Anglia Law School is a vibrant and forward-thinking institute with a practice-based focus. Postgraduate students work in a diverse and dynamic atmosphere, with students hailing from all over the world. For Asian students of Law, this is a leading choice for adding international credentials to an existing law degree or boosting employability in markets around the world.
The law school at Anglia Ruskin has been gaining popularity in recent years. Applications doubled for the 2011-2012 academic year. According to the Guardian League Table 2013, the school rests firmly inside the upper third of law institutes around the country. Its particular claim to fame is a practical focus that results in highly employable graduates. In fact, Anglia Law School holds a national record in the National Client Interviewing Competition (six wins), which was sponsored by the Law Society.
Students can enrol at either of Anglia Ruskin’s Cambridge or Chelmsford campuses, both of which are conveniently close to London. The school’s industry network includes 15 firms in the area that offer opportunities for paralegal and training contracts. The on-site Careers Service centre also provides valuable opportunities to pick up on-the-job experience.
But the most attractive aspect of studying with Anglia Law School is probably the opportunity to work in a close-knit community of academics and students. All professors have practiced law and leverage industry contacts to maintain relevance and enhance the educational atmosphere.
A postgraduate law degree is relevant to more than lawyers. Law provides the structure through which society operates and is, along those lines, relevant to virtually everyone. With this in mind, there are many career opportunities outside the legal field for those with postgraduate credentials.
These are among the leading postgraduate courses available at Anglia Law School:
This is one of the most popular programmes for international students at Anglia Law School. It combines theory and practice in a way that is highly relevant to international legal firms and businesses. The programme strives to place law in the context of associated disciplines, such as international environmental issues and international governance. Upon completing this course, graduates will be ready for academic research, international practice and a range of high-powered careers.
The course is divided into three distinct periods. The first two semesters consist of completing core modules and earning their foundational credits. From here, they move into an independent research module, which culminates in a dissertation.

| Work instructions |
How many wins does the Anglia Law School text give as the school's national record in the National Client Interviewing Competition?

| Data |
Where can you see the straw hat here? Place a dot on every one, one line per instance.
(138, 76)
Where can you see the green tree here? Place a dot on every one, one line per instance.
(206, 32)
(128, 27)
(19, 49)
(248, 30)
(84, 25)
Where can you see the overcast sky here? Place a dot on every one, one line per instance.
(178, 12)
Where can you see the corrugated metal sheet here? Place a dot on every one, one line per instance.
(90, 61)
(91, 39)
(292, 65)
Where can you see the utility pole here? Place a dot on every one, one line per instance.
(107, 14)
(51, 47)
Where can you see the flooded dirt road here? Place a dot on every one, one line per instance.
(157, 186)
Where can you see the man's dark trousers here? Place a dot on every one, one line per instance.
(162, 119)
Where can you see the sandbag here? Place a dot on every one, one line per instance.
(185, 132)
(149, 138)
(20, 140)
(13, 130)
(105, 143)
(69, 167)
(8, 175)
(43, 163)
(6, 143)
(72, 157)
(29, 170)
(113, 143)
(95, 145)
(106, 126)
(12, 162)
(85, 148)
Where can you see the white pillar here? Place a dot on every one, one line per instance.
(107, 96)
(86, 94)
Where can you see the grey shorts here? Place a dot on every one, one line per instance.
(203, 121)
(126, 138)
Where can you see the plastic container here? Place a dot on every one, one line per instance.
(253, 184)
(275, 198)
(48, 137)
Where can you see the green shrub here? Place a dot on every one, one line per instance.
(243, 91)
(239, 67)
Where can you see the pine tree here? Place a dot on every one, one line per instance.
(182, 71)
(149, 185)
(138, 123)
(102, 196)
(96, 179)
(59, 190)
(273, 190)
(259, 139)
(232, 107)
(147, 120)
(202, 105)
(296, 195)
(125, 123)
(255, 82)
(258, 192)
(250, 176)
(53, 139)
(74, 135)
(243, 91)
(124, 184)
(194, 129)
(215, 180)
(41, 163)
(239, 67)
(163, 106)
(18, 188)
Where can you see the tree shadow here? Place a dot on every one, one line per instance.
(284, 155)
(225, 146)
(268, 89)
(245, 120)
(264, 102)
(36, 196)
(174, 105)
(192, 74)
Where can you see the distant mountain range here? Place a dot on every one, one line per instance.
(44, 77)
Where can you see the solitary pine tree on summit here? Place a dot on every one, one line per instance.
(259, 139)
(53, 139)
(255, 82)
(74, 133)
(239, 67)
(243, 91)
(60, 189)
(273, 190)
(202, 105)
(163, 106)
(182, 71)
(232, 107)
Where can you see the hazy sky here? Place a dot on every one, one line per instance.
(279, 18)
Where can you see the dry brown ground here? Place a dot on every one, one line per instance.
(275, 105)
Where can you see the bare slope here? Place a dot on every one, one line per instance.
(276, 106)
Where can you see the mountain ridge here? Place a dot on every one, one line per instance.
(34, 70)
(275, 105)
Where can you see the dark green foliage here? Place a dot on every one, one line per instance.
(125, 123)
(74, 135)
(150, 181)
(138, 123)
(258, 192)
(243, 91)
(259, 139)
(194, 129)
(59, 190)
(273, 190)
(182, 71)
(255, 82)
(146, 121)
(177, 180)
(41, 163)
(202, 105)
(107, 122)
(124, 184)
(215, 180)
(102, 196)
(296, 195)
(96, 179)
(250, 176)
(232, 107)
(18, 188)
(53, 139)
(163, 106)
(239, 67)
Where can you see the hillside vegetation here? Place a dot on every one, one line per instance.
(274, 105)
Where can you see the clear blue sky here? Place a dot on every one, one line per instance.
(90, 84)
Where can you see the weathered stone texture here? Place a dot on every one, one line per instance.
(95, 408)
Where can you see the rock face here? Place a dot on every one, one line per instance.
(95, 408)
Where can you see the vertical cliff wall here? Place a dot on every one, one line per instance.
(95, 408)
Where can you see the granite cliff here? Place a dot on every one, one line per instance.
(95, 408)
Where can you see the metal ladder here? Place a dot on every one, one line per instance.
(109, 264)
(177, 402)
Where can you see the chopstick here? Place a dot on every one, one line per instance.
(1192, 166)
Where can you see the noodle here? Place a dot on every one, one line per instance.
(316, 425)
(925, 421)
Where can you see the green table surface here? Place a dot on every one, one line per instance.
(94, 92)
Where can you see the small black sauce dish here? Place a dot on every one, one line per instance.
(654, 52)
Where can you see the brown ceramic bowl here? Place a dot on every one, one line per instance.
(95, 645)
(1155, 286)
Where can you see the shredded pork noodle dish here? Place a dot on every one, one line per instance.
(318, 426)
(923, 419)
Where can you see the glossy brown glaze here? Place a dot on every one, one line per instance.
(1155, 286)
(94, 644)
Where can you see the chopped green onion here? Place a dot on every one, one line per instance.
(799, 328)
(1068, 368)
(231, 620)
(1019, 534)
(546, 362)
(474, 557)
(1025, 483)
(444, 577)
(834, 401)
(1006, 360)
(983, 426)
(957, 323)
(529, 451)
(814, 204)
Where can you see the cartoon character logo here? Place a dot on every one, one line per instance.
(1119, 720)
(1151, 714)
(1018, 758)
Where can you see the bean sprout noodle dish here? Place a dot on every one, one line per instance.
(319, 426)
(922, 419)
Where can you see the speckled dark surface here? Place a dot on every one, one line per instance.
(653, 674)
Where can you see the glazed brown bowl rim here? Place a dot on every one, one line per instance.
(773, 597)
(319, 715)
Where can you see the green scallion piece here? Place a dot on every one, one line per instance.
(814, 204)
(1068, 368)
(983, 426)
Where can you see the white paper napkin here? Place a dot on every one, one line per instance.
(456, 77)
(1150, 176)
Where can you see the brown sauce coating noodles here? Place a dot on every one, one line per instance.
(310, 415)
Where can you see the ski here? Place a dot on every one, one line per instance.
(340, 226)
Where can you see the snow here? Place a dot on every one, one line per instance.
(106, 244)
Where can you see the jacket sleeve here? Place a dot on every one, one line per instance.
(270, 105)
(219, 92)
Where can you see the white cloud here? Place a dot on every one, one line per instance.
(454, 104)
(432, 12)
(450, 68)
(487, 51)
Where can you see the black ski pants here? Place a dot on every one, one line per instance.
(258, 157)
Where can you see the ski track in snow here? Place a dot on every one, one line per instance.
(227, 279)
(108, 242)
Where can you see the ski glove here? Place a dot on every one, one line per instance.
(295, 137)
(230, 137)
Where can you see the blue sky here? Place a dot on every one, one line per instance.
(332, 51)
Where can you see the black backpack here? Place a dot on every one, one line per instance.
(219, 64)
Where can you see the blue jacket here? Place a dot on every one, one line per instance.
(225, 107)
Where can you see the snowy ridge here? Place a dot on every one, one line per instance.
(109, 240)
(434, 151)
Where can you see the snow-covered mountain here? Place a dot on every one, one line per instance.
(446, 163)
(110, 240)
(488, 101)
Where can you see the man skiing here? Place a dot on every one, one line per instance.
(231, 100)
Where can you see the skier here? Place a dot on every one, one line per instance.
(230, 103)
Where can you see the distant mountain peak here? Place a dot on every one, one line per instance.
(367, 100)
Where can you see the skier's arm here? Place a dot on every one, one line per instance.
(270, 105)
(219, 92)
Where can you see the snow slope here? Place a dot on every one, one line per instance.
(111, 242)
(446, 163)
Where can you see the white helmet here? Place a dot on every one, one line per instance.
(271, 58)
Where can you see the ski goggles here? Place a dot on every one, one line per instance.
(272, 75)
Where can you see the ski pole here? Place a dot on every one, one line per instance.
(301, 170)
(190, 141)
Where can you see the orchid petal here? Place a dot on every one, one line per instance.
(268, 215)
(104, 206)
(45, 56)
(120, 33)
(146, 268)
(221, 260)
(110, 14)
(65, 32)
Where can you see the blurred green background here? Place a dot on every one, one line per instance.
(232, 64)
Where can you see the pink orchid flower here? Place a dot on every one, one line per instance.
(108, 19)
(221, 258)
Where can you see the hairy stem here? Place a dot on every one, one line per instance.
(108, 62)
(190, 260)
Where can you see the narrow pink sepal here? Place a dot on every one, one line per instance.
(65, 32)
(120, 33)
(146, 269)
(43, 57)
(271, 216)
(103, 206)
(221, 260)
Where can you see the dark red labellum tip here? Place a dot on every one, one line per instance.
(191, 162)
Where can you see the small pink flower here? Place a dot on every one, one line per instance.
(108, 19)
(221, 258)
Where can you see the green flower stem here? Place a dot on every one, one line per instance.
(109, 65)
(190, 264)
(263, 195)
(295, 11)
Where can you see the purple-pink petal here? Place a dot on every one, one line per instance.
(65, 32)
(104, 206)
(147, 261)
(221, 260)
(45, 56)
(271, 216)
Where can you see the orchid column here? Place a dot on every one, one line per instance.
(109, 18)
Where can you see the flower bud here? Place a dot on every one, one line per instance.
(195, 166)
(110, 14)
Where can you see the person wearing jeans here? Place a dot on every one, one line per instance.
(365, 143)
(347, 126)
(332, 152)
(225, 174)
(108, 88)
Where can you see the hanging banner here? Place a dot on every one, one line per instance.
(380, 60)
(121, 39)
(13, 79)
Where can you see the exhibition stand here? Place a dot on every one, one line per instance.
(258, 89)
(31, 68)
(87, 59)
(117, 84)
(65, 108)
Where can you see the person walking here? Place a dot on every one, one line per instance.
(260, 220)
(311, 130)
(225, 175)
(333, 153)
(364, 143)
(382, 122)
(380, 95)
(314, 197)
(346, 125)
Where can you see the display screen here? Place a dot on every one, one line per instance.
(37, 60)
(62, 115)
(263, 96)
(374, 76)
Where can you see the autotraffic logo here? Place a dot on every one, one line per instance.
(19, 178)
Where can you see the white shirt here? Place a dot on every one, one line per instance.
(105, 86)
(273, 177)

| Finished task |
Six wins.